*REQUIREMENT A*:
Print the lines of the listing from its start through the line holding "--format='one JSON array", inclusive, without the pictures.

# Another Car carrier gets hull damaged by shifting carge - In Southampton!



## Tony Collins (Aug 29, 2010)

Another vehicle carrier G Poseidon has made it into Southampton after shifting cargo punctured her hull. There were some good pictures available yesterday but I cannot find them now, showing what looked like a digger bucket and lashing chains sticking out the side.

Apparently she met some heavy seas, during which the cargo shifted causing such damage that it was considered prudent to put into Southampton where she is now safely berthed.

https://worldmaritimenews.com/archives/150333/another-car-carrier-gets-stuck-at-southampton-docks/


----------



## litz (Aug 20, 2012)

Found this ...

http://www.dailyecho.co.uk/news/11744455.Another_ship_is_stranded_in_Southampton_water/

Clearly shows multiple impact points ...


----------



## Tony Collins (Aug 29, 2010)

Yeah, I saw that in the link in my post, but there where much more detailed pics yesterday, including close-ups. What looked like the edge of a digger bucket and a lashing chain hanging out through a hole in the hull with a hook on the end. I came across them by accident in a series of pictures of the Hoegh Osaka. I didn't appreciate what they were at the time, but they have been removed from the file in which they were included erroniously.


----------



## ben27 (Dec 27, 2012)

good day tony collins sm,today,00:50.re:another car carrier get hull damage by shifting cargo-in southhampton.there seems to be a lot of problems with ro-ro,vessels of late.thanks for interesting post.regards ben27


----------



## Dartskipper (Jan 16, 2015)

ben27 said:


> good day tony collins sm,today,00:50.re:another car carrier get hull damage by shifting cargo-in southhampton.there seems to be a lot of problems with ro-ro,vessels of late.thanks for interesting post.regards ben27


"Ro-Ro" Is that "Roll on and Roll Over?


----------

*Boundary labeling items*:
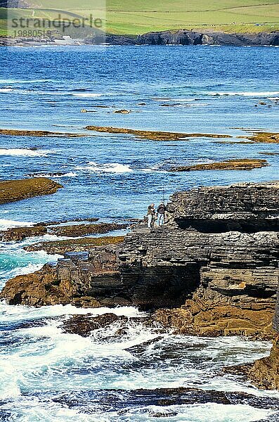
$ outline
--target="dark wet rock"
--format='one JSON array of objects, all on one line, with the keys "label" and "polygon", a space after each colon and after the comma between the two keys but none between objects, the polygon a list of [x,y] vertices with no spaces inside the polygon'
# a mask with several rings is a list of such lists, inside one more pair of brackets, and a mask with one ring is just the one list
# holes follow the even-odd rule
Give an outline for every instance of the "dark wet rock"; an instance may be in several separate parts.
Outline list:
[{"label": "dark wet rock", "polygon": [[159,337],[156,337],[155,338],[153,338],[152,340],[145,341],[139,345],[131,346],[131,347],[126,349],[126,350],[127,352],[129,352],[131,354],[141,354],[141,353],[145,352],[146,349],[148,349],[149,346],[156,344],[157,343],[158,343],[158,341],[160,341],[164,337],[162,335],[160,335]]},{"label": "dark wet rock", "polygon": [[172,167],[171,172],[193,172],[195,170],[252,170],[269,165],[266,160],[242,158],[227,160],[220,162],[196,164],[195,165]]},{"label": "dark wet rock", "polygon": [[256,361],[247,375],[259,388],[279,390],[279,334],[275,336],[270,356]]},{"label": "dark wet rock", "polygon": [[15,227],[0,231],[0,241],[22,241],[25,238],[44,236],[46,233],[46,228],[40,226],[34,227]]},{"label": "dark wet rock", "polygon": [[[1,236],[1,234],[0,234]],[[27,252],[45,250],[48,254],[64,255],[68,252],[84,252],[90,250],[96,246],[121,243],[124,236],[104,236],[99,238],[85,237],[77,239],[67,239],[65,241],[50,241],[39,242],[24,248]]]},{"label": "dark wet rock", "polygon": [[[96,406],[102,409],[115,411],[126,408],[149,406],[162,407],[174,405],[218,403],[221,404],[247,404],[257,409],[279,410],[279,399],[258,397],[245,392],[203,390],[198,388],[155,388],[154,390],[102,390],[70,392],[53,397],[53,402],[63,403],[70,408],[87,407],[93,413]],[[89,406],[90,404],[90,406]]]},{"label": "dark wet rock", "polygon": [[154,321],[177,333],[271,338],[278,191],[274,181],[176,193],[164,226],[139,224],[122,244],[65,254],[54,268],[8,281],[1,298],[22,305],[136,305],[158,309]]},{"label": "dark wet rock", "polygon": [[13,135],[13,136],[36,136],[36,137],[49,137],[59,136],[65,138],[80,138],[88,136],[84,134],[72,134],[67,132],[53,132],[47,130],[25,130],[16,129],[0,129],[0,135]]},{"label": "dark wet rock", "polygon": [[60,236],[79,237],[89,234],[105,234],[114,230],[126,229],[128,224],[100,223],[97,224],[74,224],[72,226],[48,226],[48,233]]},{"label": "dark wet rock", "polygon": [[102,34],[101,35],[95,35],[87,37],[84,39],[86,44],[107,44],[117,46],[132,46],[136,44],[136,39],[131,37],[115,35],[112,34]]},{"label": "dark wet rock", "polygon": [[53,221],[53,222],[40,222],[39,223],[36,223],[34,226],[57,226],[58,224],[61,224],[63,223],[69,223],[69,222],[96,222],[99,220],[98,218],[95,217],[84,217],[84,218],[72,218],[70,219],[61,219],[60,221]]},{"label": "dark wet rock", "polygon": [[130,114],[131,111],[131,110],[115,110],[113,113],[116,114]]},{"label": "dark wet rock", "polygon": [[93,316],[91,314],[74,315],[64,321],[63,331],[70,334],[79,334],[82,337],[88,337],[94,330],[108,327],[116,321],[126,322],[127,321],[126,316],[119,316],[115,314],[104,314],[98,316]]},{"label": "dark wet rock", "polygon": [[171,418],[178,414],[177,411],[150,411],[149,416],[150,418]]},{"label": "dark wet rock", "polygon": [[62,187],[60,184],[45,177],[2,181],[0,181],[0,204],[51,195]]}]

*REQUIREMENT B*:
In the forum thread about the damaged car carrier, what did the first post say the missing pictures appeared to show sticking out the side of the G Poseidon?

*COMPLETE OUTPUT A*:
$ outline
--target="dark wet rock"
--format='one JSON array of objects, all on one line, with the keys "label" and "polygon", a space after each colon and after the comma between the two keys but none between objects, the polygon a list of [x,y] vertices with no spaces inside the polygon'

*COMPLETE OUTPUT B*:
What looked like a digger bucket and lashing chains.